Supplied records:

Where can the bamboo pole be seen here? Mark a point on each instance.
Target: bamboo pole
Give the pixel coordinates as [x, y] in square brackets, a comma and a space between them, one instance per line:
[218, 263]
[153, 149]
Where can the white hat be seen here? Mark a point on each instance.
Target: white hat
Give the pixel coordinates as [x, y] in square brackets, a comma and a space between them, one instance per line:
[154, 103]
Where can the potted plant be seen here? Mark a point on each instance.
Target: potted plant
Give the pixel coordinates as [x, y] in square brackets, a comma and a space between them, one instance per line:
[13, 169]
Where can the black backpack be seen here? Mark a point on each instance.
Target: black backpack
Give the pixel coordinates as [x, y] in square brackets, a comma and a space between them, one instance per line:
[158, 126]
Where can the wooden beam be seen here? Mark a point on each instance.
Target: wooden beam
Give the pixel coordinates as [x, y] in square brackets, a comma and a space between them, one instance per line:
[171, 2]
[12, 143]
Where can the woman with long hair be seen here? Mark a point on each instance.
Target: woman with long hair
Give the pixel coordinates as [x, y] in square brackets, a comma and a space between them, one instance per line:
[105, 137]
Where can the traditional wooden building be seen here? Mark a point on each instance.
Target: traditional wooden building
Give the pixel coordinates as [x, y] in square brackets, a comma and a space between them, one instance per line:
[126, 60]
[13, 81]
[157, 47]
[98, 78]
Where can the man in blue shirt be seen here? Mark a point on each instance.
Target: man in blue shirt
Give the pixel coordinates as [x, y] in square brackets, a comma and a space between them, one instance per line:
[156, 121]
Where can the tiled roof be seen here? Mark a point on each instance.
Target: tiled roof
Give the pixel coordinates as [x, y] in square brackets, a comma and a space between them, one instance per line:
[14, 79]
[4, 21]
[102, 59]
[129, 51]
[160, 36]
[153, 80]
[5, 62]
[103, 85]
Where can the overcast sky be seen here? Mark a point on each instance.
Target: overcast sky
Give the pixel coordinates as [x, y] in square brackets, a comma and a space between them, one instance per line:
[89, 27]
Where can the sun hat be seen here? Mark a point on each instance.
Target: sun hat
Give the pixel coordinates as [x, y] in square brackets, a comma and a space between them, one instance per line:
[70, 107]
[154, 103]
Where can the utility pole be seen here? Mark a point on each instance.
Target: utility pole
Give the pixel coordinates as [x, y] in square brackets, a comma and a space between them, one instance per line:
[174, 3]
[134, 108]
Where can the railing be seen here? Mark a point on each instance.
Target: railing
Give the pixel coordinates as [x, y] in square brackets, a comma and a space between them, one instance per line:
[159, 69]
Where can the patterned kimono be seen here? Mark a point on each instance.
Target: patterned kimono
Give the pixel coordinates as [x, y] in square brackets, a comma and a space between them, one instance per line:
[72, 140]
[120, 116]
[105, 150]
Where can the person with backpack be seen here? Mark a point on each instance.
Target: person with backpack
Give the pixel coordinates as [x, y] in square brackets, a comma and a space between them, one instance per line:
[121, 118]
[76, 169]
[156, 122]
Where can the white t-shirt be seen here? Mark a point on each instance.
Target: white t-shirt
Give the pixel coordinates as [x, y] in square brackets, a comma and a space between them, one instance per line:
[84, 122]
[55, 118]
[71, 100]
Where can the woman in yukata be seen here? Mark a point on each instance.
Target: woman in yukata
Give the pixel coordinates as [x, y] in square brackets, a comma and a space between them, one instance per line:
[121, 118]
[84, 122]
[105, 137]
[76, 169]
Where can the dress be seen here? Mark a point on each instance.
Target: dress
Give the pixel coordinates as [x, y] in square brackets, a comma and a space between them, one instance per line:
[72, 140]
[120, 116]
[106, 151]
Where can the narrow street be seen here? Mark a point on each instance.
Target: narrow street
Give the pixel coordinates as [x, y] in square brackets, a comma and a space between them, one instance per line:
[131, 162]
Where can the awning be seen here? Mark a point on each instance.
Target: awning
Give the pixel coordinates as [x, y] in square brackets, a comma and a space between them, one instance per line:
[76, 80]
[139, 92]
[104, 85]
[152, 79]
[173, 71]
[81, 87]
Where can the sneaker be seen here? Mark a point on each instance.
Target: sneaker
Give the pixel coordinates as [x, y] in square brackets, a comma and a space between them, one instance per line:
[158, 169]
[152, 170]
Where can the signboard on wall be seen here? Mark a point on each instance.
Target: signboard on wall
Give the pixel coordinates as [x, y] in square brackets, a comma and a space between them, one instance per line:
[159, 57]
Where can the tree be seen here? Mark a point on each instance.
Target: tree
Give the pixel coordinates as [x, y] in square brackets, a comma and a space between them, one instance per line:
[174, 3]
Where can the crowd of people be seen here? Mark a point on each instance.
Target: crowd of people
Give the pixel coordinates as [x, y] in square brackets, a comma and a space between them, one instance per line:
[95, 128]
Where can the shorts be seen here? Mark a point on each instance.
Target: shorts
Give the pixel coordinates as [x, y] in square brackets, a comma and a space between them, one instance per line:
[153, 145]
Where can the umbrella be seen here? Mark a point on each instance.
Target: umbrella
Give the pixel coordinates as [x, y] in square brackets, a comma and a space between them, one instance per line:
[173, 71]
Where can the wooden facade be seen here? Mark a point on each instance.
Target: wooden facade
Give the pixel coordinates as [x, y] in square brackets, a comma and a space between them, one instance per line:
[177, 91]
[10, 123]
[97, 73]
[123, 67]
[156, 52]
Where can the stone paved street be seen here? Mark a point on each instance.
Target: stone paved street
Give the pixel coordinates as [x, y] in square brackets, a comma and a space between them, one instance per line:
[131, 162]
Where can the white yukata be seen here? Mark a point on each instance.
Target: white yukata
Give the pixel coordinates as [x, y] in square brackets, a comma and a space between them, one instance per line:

Instructions for the task: Copy each line above where "patterned" appears.

Written reply:
Where can the patterned kimono be seen here? Mark a point on each instance.
Target: patterned kimono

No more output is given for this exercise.